Selected excerpt Block Start
Geography
- Location: Omaha, Nebraska, United States

Organization
- Funding: Non-profit organization
- Patron: E. A. Fogelstrom

History
- Opened: December 1890

Links
- Website: www.chihealth.com/immanuel-medical-center
- Lists: Hospitals in Nebraska

= Immanuel Medical Center =

Immanuel Medical Center is a hospital located in Omaha, Nebraska. It is part of CHI Health.

==History==
In 1879, Erik Alfred Fogelstrom came to Nebraska to serve the Swedish population in Omaha as pastor of Immanuel Lutheran Church. On October 8, 1887, Fogelstrom and others organized the Evangelical Lutheran Immanuel Association for Works for Charity. In December 1890, the hospital was completed and the first four deaconesses began their work at the hospital.

The community's needs outpaced the first hospital, located at 36th and Meredith, and a new hospital was opened in 1910 in the same area. The original building became the Nazareth Home, which served people who were elderly and those who had severe disabilities. The need for hospital beds continued to grow and a third hospital was opened on the 36th and Meredith site in 1926. The first two buildings were remodeled and services for the elderly and those with disabilities were expanded. During the 1950s there was a period of growth and reconstruction, and a six-story hospital wing doubled the size of the hospital.
Selected excerpt Block End
Available data Block Start
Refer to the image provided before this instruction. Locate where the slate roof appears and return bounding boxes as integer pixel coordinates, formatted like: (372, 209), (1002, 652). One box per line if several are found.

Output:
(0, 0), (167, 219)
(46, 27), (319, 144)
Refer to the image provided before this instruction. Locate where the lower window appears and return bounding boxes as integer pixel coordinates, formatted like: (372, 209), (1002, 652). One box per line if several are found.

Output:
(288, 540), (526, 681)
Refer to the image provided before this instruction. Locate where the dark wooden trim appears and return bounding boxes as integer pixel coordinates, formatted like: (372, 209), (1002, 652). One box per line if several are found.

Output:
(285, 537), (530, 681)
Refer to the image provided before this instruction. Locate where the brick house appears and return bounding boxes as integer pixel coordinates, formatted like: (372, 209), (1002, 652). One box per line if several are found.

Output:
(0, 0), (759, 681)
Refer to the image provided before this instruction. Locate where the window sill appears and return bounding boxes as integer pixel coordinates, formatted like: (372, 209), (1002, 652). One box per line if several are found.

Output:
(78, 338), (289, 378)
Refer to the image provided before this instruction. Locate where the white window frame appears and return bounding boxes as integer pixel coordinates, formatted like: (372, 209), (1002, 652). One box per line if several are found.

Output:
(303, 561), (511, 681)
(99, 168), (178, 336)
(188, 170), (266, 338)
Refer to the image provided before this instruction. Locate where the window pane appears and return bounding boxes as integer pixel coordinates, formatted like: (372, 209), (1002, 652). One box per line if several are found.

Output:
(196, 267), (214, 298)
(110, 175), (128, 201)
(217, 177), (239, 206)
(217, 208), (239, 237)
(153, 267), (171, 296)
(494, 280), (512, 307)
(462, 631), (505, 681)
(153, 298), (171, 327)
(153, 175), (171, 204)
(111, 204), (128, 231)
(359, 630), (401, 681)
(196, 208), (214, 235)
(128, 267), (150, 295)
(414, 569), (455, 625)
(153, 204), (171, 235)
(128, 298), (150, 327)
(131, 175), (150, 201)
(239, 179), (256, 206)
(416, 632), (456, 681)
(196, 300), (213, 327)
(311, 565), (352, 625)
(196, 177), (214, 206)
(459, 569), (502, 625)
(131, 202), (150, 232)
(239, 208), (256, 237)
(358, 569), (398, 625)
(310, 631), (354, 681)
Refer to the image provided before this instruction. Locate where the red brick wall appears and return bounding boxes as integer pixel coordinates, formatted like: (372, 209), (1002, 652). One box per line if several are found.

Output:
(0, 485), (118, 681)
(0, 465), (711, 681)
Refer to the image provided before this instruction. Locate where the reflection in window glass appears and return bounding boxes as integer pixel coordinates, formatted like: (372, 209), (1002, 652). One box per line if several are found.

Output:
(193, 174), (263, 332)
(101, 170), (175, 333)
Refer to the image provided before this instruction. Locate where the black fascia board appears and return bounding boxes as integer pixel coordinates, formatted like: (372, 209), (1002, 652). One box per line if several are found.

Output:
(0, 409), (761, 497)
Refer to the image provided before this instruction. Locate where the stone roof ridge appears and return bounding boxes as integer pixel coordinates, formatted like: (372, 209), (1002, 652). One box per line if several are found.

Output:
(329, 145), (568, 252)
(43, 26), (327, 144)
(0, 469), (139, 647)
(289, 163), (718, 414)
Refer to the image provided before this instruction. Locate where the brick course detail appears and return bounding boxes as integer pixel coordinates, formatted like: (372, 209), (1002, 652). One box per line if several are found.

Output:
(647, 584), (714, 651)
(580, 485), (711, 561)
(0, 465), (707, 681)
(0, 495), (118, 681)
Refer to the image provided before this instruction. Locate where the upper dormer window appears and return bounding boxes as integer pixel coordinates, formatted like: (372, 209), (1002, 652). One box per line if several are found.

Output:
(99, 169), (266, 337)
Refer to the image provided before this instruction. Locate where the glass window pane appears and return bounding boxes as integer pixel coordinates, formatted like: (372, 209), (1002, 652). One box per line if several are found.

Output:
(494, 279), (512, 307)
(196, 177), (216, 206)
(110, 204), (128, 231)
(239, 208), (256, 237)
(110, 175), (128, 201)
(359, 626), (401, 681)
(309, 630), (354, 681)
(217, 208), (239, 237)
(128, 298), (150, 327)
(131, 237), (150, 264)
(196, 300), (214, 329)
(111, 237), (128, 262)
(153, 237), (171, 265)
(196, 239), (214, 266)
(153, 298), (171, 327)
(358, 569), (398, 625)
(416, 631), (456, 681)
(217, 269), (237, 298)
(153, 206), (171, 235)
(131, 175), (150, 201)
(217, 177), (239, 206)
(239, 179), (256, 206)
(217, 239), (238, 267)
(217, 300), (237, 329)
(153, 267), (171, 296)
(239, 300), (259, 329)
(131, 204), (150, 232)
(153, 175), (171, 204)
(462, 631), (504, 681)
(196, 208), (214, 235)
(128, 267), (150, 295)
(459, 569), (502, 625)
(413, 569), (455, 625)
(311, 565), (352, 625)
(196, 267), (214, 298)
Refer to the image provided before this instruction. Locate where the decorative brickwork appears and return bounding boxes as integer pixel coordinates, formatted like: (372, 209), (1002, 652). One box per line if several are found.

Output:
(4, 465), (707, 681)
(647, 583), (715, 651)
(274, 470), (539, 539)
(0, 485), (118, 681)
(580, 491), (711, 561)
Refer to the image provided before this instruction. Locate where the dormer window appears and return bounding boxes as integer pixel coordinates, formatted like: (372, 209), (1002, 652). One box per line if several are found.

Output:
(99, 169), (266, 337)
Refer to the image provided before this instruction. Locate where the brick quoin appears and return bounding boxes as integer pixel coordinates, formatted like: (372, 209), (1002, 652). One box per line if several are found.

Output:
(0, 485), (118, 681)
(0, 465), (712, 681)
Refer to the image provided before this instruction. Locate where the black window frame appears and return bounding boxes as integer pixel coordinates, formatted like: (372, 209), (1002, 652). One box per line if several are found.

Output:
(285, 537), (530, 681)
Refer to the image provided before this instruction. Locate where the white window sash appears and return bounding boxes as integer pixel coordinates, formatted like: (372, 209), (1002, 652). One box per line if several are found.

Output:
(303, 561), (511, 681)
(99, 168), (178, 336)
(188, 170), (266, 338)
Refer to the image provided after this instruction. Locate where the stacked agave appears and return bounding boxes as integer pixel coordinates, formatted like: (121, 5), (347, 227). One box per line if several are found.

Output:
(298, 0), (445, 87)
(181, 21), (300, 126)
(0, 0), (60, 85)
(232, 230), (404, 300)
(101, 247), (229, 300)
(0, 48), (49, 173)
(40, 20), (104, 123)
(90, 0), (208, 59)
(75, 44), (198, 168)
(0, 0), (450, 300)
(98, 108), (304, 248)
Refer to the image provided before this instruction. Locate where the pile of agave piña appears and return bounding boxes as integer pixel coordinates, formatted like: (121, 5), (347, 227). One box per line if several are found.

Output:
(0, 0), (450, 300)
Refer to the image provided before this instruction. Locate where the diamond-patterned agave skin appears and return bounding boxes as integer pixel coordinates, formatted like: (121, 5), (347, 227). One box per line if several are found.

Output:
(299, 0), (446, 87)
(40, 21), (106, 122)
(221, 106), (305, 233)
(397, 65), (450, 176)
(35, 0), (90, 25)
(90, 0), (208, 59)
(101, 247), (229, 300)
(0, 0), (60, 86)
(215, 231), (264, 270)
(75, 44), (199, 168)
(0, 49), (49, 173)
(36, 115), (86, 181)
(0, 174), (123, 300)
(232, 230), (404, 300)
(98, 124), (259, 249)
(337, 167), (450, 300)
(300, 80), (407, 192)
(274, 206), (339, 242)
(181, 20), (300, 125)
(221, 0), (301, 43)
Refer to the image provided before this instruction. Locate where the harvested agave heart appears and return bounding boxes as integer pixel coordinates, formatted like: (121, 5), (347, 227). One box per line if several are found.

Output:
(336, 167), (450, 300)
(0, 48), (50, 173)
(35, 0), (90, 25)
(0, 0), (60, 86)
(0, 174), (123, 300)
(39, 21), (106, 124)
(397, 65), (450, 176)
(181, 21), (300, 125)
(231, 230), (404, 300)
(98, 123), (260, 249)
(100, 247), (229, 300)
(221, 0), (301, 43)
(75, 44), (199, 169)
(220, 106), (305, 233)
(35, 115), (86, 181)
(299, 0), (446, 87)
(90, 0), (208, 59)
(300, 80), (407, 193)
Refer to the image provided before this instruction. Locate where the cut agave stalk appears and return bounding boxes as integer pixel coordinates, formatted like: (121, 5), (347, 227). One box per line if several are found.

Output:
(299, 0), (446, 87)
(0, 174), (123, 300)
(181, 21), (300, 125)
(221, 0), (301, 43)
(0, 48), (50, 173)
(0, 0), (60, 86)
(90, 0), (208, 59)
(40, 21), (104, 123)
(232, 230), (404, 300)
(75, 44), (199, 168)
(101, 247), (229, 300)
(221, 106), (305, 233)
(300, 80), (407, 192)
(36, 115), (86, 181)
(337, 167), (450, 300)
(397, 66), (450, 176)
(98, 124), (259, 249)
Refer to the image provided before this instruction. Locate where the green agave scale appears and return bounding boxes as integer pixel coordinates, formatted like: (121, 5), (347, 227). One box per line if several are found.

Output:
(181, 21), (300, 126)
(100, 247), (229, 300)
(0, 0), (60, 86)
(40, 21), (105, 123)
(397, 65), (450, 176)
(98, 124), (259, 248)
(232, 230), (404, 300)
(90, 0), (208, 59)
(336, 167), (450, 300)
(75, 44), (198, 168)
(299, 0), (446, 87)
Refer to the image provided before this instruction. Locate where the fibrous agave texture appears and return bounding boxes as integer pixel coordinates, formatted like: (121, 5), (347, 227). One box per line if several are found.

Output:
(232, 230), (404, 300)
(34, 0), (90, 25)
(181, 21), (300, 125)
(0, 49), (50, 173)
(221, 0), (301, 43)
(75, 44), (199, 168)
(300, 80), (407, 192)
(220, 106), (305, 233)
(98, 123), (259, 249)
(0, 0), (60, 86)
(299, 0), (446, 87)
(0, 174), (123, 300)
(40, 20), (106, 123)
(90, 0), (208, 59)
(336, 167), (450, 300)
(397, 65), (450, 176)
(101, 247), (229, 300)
Available data Block End
Available data Block Start
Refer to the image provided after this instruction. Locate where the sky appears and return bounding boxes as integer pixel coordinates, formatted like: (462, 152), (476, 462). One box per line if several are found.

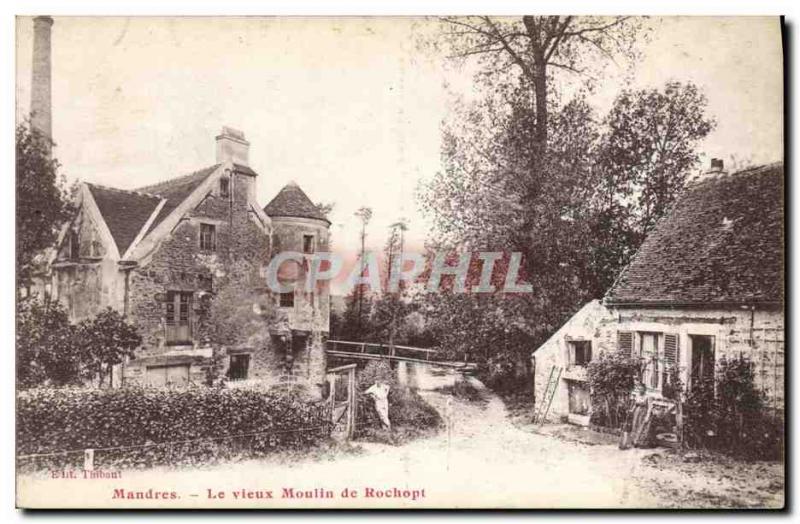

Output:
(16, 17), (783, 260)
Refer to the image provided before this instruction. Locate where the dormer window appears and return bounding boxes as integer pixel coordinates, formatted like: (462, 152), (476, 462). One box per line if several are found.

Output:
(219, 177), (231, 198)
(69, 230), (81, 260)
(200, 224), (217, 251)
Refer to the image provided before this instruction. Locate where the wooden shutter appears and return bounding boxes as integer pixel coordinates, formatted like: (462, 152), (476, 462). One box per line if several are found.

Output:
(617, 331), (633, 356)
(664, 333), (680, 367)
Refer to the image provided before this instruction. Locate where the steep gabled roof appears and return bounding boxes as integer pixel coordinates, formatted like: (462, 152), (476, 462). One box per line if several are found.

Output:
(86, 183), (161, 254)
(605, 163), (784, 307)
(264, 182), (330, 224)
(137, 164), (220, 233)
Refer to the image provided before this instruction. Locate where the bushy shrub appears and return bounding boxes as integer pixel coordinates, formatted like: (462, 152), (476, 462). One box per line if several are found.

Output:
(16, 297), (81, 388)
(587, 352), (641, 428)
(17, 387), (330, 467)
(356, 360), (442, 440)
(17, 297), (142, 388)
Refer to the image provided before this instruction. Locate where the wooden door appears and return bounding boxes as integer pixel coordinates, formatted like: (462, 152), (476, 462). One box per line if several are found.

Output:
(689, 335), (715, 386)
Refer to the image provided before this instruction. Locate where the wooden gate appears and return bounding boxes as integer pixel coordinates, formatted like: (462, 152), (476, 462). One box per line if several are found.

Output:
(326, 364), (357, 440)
Available data Block End
:: Your objective ::
Reproduce everything in the Immanuel Medical Center text from "Immanuel Medical Center is" down to "at the hospital.", copying it exactly.

:: Your response ::
Immanuel Medical Center is a hospital located in Omaha, Nebraska. It is part of CHI Health.

==History==
In 1879, Erik Alfred Fogelstrom came to Nebraska to serve the Swedish population in Omaha as pastor of Immanuel Lutheran Church. On October 8, 1887, Fogelstrom and others organized the Evangelical Lutheran Immanuel Association for Works for Charity. In December 1890, the hospital was completed and the first four deaconesses began their work at the hospital.